**Document passage:**
Women in Wildlife inspires young girls to consider careers in wildlife
Oct. 16, 2013
Nine Girl Scout troops from Columbia spent a day catching insects and learning about careers in wildlife at a Women in Wildlife event held at the Columbia Audubon Society’s Wild Haven Nature Area on July 20, 2013.
Women in Wildlife is a program designed to expose young girls to careers in wildlife and wildlife conservation. Held annually since 2008, the event is organized by female graduate students from the University of Missouri in coordination with the central region of Girl Scouts of the Missouri Heartland and the Columbia Chapter of the Audubon Society.
Girls at the event learned about how scientists use radio telemetry and GPS to track birds, identified insects and flowers using field guides, caught insects in nets, and got the chance to see a live bat and bird close up.
Although every part of the event involved learning about nature, the main point of the event was “to let girls see that women go out and get dirty and work outside with wildlife,” said Cara Joos (PhD, ’13), who founded the program while a graduate student in the Division of Biological Sciences and who helped organize this year’s event.

**Instructions to follow:** Continue the article on the Women in Wildlife event, picking up after its last sentence.

**Provided data:**
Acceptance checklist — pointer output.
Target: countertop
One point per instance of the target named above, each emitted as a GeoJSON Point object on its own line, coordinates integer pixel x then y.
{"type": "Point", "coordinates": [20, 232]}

**Result for this task:**
“It used to be that girls didn’t really know wildlife jobs existed, but now they know they exist but see it as a man’s job because they only see men doing it. They don’t have many female role models. We want girls to see women working with wildlife in the field,” said Joos, who studies the habitat characteristics that influence the population success of the neotropical migrant songbird the Bell’s Vireo.
Joos was joined at the event by three fellow graduate students: Julianna Jenkins, who studies forest neotropical migrant birds, and Clarissa Starbuck (B.S., ’10; M.S., ’13) and Kathryn Womack, both of who study bat populations in the Division of Fisheries and Wildlife.
Providing opportunities for girls to interact with women like Joos and her colleagues is of great interest to the Girl Scouts, said Christine Wehner, one of the troop leaders at the event. “Recently, Girl Scouts launched a program called ‘To Get Her There,’ which works to show girls that they are equal to boys, that they can do whatever boys do, and to be leaders in all fields, especially in science, technology, education, and math. So a program like this is just fantastic. It gives girls exposure and the opportunity to think more broadly about what they can potentially do.”
Kimberly Matthews, who was in attendance with her daughter, liked that the program gives the girls an appreciation for nature. “Sometimes, we take nature for granted. Programs like this give us the opportunity to talk about nature and how you can’t get it back when you destroy it. I think that’s important.”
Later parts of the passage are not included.